Extracted records »

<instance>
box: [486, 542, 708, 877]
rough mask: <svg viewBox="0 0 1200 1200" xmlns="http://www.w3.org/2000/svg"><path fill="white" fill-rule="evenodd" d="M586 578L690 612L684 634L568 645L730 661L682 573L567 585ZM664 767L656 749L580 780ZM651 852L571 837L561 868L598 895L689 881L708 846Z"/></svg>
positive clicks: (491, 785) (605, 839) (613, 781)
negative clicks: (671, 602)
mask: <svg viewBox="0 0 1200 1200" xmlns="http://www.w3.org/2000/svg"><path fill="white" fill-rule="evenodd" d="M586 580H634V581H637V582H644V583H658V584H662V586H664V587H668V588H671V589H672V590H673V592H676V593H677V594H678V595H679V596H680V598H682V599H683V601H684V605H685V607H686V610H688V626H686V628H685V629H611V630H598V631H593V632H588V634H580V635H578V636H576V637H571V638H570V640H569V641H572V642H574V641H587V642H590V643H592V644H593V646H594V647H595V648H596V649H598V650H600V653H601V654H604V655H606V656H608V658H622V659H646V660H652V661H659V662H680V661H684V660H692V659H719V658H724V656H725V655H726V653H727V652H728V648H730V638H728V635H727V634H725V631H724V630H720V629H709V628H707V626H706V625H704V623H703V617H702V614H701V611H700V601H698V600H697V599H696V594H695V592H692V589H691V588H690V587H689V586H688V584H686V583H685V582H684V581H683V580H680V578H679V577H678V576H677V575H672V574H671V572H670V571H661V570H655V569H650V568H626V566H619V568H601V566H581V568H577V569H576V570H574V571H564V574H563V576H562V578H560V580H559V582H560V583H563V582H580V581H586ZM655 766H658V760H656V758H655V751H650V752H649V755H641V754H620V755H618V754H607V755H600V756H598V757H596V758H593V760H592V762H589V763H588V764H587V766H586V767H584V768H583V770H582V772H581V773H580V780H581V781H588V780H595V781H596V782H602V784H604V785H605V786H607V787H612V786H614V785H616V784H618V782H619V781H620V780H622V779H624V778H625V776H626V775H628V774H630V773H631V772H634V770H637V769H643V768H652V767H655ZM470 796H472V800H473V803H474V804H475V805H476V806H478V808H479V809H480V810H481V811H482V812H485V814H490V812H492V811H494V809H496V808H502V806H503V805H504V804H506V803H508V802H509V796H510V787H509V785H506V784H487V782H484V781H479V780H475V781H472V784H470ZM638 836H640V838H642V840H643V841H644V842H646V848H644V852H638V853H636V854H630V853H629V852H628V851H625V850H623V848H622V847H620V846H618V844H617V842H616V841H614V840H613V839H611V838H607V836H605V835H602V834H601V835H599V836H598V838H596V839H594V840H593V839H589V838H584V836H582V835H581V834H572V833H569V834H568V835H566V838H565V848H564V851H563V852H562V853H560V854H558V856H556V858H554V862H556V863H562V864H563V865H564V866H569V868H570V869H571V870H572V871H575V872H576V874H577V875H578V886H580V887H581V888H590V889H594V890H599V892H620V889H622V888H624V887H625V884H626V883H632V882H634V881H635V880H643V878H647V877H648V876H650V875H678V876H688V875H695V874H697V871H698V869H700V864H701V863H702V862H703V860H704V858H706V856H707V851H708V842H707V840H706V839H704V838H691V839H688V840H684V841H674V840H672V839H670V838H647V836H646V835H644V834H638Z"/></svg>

Task description »
The response should be an exact copy of all the records above.

Answer space »
<instance>
box: [486, 542, 708, 877]
rough mask: <svg viewBox="0 0 1200 1200" xmlns="http://www.w3.org/2000/svg"><path fill="white" fill-rule="evenodd" d="M586 578L690 612L684 634L568 645L730 661L682 573L567 585ZM664 767L656 749L580 780ZM651 852L571 837L561 868L598 895L689 881L708 846Z"/></svg>
positive clicks: (491, 785) (605, 839) (613, 781)
negative clicks: (671, 602)
mask: <svg viewBox="0 0 1200 1200" xmlns="http://www.w3.org/2000/svg"><path fill="white" fill-rule="evenodd" d="M586 580H634V581H637V582H644V583H658V584H662V586H664V587H668V588H671V589H672V590H673V592H676V593H677V594H678V595H679V596H680V598H682V599H683V601H684V605H685V607H686V610H688V626H686V628H685V629H611V630H598V631H593V632H588V634H580V635H578V636H576V637H571V638H570V640H569V641H572V642H574V641H587V642H590V643H592V644H593V646H594V647H595V648H596V649H598V650H600V653H601V654H604V655H606V656H608V658H622V659H646V660H652V661H659V662H680V661H684V660H692V659H719V658H724V656H725V655H726V653H727V652H728V648H730V638H728V635H727V634H725V631H724V630H720V629H709V628H707V626H706V625H704V623H703V617H702V614H701V611H700V601H698V600H697V599H696V594H695V592H692V589H691V588H690V587H689V586H688V584H686V583H685V582H684V581H683V580H680V578H679V577H678V576H677V575H672V574H671V572H670V571H661V570H655V569H650V568H626V566H619V568H601V566H581V568H577V569H576V570H574V571H564V574H563V576H562V578H560V580H559V582H560V583H563V582H580V581H586ZM655 766H658V760H656V758H655V751H650V752H649V755H641V754H620V755H618V754H607V755H600V756H598V757H596V758H593V760H592V762H589V763H588V764H587V766H586V767H584V768H583V770H582V772H581V773H580V780H581V781H588V780H595V781H596V782H602V784H604V785H605V786H607V787H612V786H614V785H616V784H618V782H619V781H620V780H622V779H624V778H625V776H626V775H628V774H630V773H631V772H634V770H637V769H643V768H652V767H655ZM470 796H472V800H473V803H474V804H475V805H476V806H478V808H479V809H480V810H481V811H482V812H485V814H490V812H492V811H494V809H496V808H502V806H503V805H504V804H506V803H508V802H509V796H510V787H509V785H506V784H487V782H484V781H479V780H475V781H472V784H470ZM638 836H640V838H642V840H643V841H644V842H646V848H644V852H638V853H636V854H630V853H629V852H628V851H625V850H623V848H622V847H620V846H618V844H617V842H616V841H614V840H613V839H611V838H607V836H605V835H602V834H601V835H599V836H598V838H596V839H594V840H593V839H589V838H584V836H582V835H581V834H572V833H569V834H568V835H566V838H565V848H564V851H563V852H562V853H560V854H558V856H556V858H554V862H556V863H562V864H563V865H564V866H569V868H570V869H571V870H572V871H575V872H576V874H577V875H578V886H580V887H581V888H590V889H594V890H599V892H620V889H622V888H624V887H625V884H626V883H632V882H634V881H635V880H643V878H647V877H648V876H650V875H678V876H688V875H695V874H697V871H698V869H700V864H701V863H702V862H703V860H704V858H706V856H707V851H708V842H707V840H706V839H704V838H691V839H688V840H684V841H674V840H672V839H670V838H647V836H646V835H644V834H638Z"/></svg>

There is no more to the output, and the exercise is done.